• **Stated problem**
Quote the records below in full, exactly as given, with the images taken out.

## start Entries

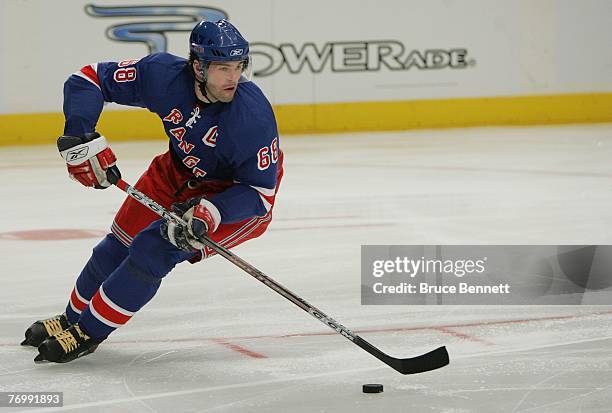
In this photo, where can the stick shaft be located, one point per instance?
(429, 361)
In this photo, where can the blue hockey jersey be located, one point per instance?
(223, 141)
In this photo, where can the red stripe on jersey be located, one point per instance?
(91, 74)
(76, 301)
(107, 311)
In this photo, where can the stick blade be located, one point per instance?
(433, 360)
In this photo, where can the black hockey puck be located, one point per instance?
(372, 388)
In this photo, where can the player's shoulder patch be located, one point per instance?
(161, 71)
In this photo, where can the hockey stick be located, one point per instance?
(429, 361)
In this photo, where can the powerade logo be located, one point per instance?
(153, 33)
(354, 56)
(345, 56)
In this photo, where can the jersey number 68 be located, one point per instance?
(267, 155)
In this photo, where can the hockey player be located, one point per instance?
(221, 174)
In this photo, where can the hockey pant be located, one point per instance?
(128, 265)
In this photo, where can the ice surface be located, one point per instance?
(214, 339)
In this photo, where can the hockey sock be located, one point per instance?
(106, 257)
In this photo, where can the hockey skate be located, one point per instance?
(66, 346)
(43, 329)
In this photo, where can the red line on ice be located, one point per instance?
(238, 348)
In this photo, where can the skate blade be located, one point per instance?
(39, 359)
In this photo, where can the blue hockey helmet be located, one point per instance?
(219, 41)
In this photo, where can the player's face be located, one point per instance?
(223, 80)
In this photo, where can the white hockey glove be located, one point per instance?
(202, 217)
(88, 158)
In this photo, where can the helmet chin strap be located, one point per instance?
(202, 84)
(202, 87)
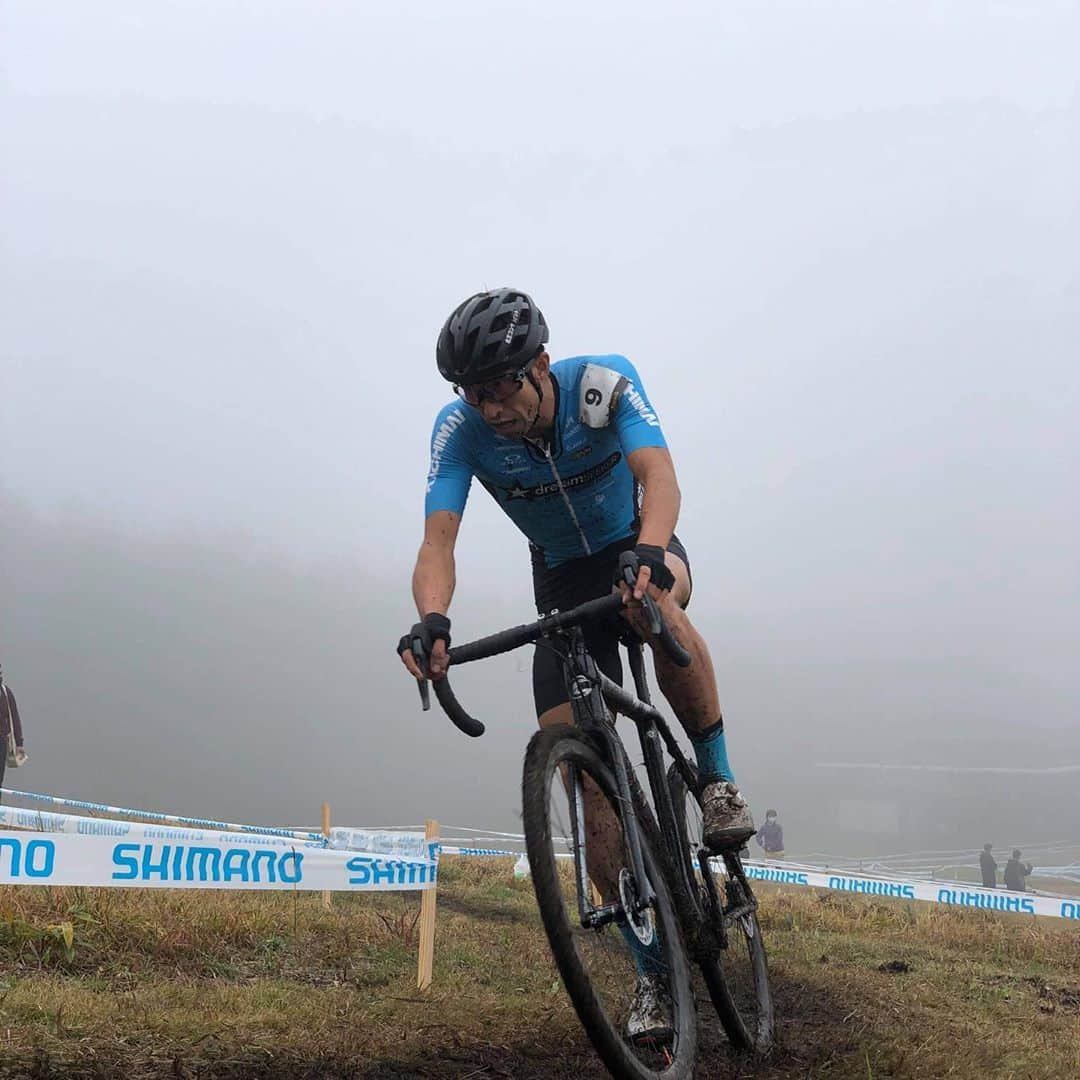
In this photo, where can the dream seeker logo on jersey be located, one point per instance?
(580, 480)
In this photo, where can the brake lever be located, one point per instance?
(423, 685)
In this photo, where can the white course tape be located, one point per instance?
(211, 861)
(952, 893)
(164, 818)
(379, 840)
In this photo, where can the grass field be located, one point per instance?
(107, 983)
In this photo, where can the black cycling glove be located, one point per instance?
(432, 628)
(652, 556)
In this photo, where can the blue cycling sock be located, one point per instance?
(648, 959)
(712, 754)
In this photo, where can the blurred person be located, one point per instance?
(1016, 873)
(11, 730)
(770, 836)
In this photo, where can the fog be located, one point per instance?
(838, 241)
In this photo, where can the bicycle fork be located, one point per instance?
(592, 715)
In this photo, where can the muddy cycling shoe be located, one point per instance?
(651, 1014)
(727, 818)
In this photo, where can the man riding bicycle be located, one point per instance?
(572, 451)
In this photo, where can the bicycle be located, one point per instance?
(671, 895)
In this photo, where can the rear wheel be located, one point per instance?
(724, 935)
(569, 792)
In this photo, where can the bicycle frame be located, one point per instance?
(591, 692)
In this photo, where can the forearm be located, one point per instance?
(433, 579)
(660, 509)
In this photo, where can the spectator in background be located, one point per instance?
(1016, 873)
(770, 836)
(11, 730)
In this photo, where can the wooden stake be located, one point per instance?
(427, 920)
(326, 833)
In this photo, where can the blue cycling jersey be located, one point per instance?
(574, 498)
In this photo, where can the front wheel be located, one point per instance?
(580, 864)
(719, 914)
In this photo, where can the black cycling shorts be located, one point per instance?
(565, 586)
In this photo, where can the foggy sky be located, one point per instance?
(838, 241)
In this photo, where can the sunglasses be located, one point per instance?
(496, 390)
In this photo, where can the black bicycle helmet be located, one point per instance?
(489, 335)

## end Entries

• **Full solution**
In this photo, where can the stick shaft be located, one point per instance?
(429, 361)
In this photo, where can the blue hockey jersey be located, one point per instance?
(223, 141)
In this photo, where can the red stripe on jersey be located, one point per instance?
(91, 74)
(76, 301)
(107, 311)
In this photo, where can the stick blade be located, one point per instance?
(433, 360)
In this photo, where can the black hockey puck be located, one point per instance?
(372, 388)
In this photo, where can the player's shoulder patch be located, one point per instance?
(161, 71)
In this photo, where can the hockey stick be located, one point per instance?
(429, 361)
In this photo, where can the powerade logo be located, one point per instance?
(153, 33)
(354, 56)
(345, 56)
In this photo, where can the jersey number 68 be located, one point per instance?
(267, 155)
In this photo, where can the hockey player be located, one point per instance?
(221, 174)
In this photo, where can the hockey pant be located, one point per instance?
(128, 265)
In this photo, where can the ice surface be located, one point per instance?
(214, 339)
In this photo, where can the hockey sock be located, one point per instance?
(106, 257)
In this photo, where can the hockey skate be located, one point per instance?
(66, 346)
(43, 329)
In this photo, where can the red line on ice be located, one point per instance?
(238, 348)
In this photo, where can the skate blade be located, one point per instance?
(39, 359)
In this photo, where can the blue hockey helmet be located, one point per instance?
(219, 41)
In this photo, where can the player's face be located, one point per instance?
(223, 80)
In this photo, where can the white hockey glove be located, one point per instance?
(202, 217)
(88, 158)
In this photo, where can the helmet chin strap be located, one point per instance?
(202, 84)
(202, 87)
In this photo, where can the dream seeker logo on jersey be located, one point per instance?
(580, 480)
In this photo, where can the brake lever be located, one point per instance?
(423, 685)
In this photo, where can the white course tape be located, one point per instance?
(211, 861)
(952, 893)
(164, 818)
(379, 840)
In this photo, where can the grass field be located, one point per instance?
(107, 983)
In this photo, where can the black cycling glove be located, one point per instance?
(432, 628)
(652, 556)
In this photo, where can the blue cycling sock be located, one point per instance?
(648, 959)
(712, 754)
In this photo, where can the blurred person be located, one point per instance?
(1016, 873)
(11, 730)
(770, 836)
In this photo, where can the fog be located, one point per instance?
(838, 241)
In this photo, where can the bicycle fork be located, one point per instance?
(592, 715)
In this photo, where can the muddy cycling shoe be located, one point per instance?
(651, 1014)
(727, 818)
In this photo, where can the man riding bicycle be located, one point per instance?
(572, 451)
In this photo, where can the bicycle be located, one point per instance?
(671, 895)
In this photo, where can the rear wheel be located, one point per instance?
(724, 935)
(569, 792)
In this photo, where can the bicycle frame be located, one point per instance?
(591, 692)
In this photo, where can the forearm be located, one point per instance?
(433, 579)
(660, 509)
In this photo, where can the spectator in background be located, one point per instance?
(1016, 873)
(770, 836)
(11, 730)
In this photo, where can the wooden stake be located, one point per instance?
(427, 920)
(326, 833)
In this photo, where can the blue cycling jersey be located, one point per instance?
(574, 498)
In this photo, where can the front wheel be located, one point per instance?
(580, 864)
(719, 914)
In this photo, where can the black cycling shorts be located, one point per instance?
(565, 586)
In this photo, where can the foggy sky be located, one point per instance?
(838, 241)
In this photo, where can the sunglasses be located, one point per instance?
(496, 390)
In this photo, where can the black bicycle helmet be located, one point per instance?
(489, 335)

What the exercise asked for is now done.